JOBS ▸
A: In the piece on Pierce Brosnan and jugaad, which character did Brosnan make a career playing?
B: Continue the piece on Pierce Brosnan and jugaad from the point where it stops.
══ PAGE EXTRACT
JAMES BOND GETS FOXED BY INDIAN JUGAAD
Social media went into a tizzy some time back when an ad of Pan Bahaar surfaced featuring none other than the one and only Pierce Brosnan. Everyone had a field day criticising the English movie star for endorsing such a harmful product, but as the article below explains, he is just a victim.
Pierce Brosnan made a career playing the forever-elusive, suave and hot MI6 agent, James Bond. Over the years, he has jet-setted the world, pitted his wits against those of international criminals, saved the world from destruction over and over again, made love to perhaps a thousand women without being tied down to one, and no one has ever been able to outwit him.
But then, Brosnan ran into this strange Indian phenomenon called jugaad.
He’s probably never heard of it. But what the term really means is that in India, because of the chaos that reigns in every stratum of society, the means by which you do something is rarely questioned as long as the ends are achieved. Did you accept a bribe while in office? Who cares as long as you get re-elected? Did you break the traffic rules? Who cares as long as no one got hurt and you got to jump the queue? Did you make a film that is a blatant rip-off of a little-known foreign film? Who cares as long as you make money?
════
══ GIVEN DATA
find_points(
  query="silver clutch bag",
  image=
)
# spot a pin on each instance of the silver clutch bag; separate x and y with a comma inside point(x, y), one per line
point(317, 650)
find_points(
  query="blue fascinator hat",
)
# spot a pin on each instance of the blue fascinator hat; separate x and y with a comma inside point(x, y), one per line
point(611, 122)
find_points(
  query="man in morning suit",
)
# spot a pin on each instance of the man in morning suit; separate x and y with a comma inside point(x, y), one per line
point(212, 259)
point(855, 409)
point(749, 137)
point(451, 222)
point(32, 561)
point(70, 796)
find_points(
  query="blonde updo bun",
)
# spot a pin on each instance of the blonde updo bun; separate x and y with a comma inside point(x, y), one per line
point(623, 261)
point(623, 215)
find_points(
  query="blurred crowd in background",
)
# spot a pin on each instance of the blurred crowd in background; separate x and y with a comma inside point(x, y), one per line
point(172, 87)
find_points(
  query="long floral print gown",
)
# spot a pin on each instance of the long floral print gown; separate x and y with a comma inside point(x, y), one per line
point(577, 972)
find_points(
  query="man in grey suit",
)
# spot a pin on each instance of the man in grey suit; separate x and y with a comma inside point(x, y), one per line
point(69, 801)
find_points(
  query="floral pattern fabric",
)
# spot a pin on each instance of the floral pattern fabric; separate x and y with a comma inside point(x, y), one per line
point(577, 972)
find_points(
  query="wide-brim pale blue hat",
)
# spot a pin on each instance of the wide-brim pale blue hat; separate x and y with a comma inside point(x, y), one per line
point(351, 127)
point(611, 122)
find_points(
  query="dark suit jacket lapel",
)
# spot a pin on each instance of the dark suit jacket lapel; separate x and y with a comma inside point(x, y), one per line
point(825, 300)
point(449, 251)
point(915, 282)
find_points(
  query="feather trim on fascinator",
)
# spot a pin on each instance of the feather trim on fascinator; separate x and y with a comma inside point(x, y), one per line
════
TASK-BY-TASK ANSWERS ▸
A: The MI6 agent James Bond.

B:
The phrase that accompanies jugaad is therefore: Who cares as long as…
Now, what has happened is that Pan Bahaar, that widely respected paan masala company (sarcasm), somehow roped in Pierce Brosnan for an ad recently. Social media in India erupted, partly in disdain, partly in surprise. How did Brosnan agree to endorse such a harmful substance? When Indian celebrities themselves are drawing flak for endorsing products like gutkhas, shouldn’t an English celebrity know better? How dare he, they said. How dare Pan Bahaar?
What has emerged in the interim is that the contract that Pan Bahaar gave to Brosnan insisted that their product is a mouth freshener and tooth whitener. Brosnan thought he was endorsing a mouth freshening product, whereas Pan Bahaar saw it fit to insert its product into the actor’s well-manicured hands and release the final video.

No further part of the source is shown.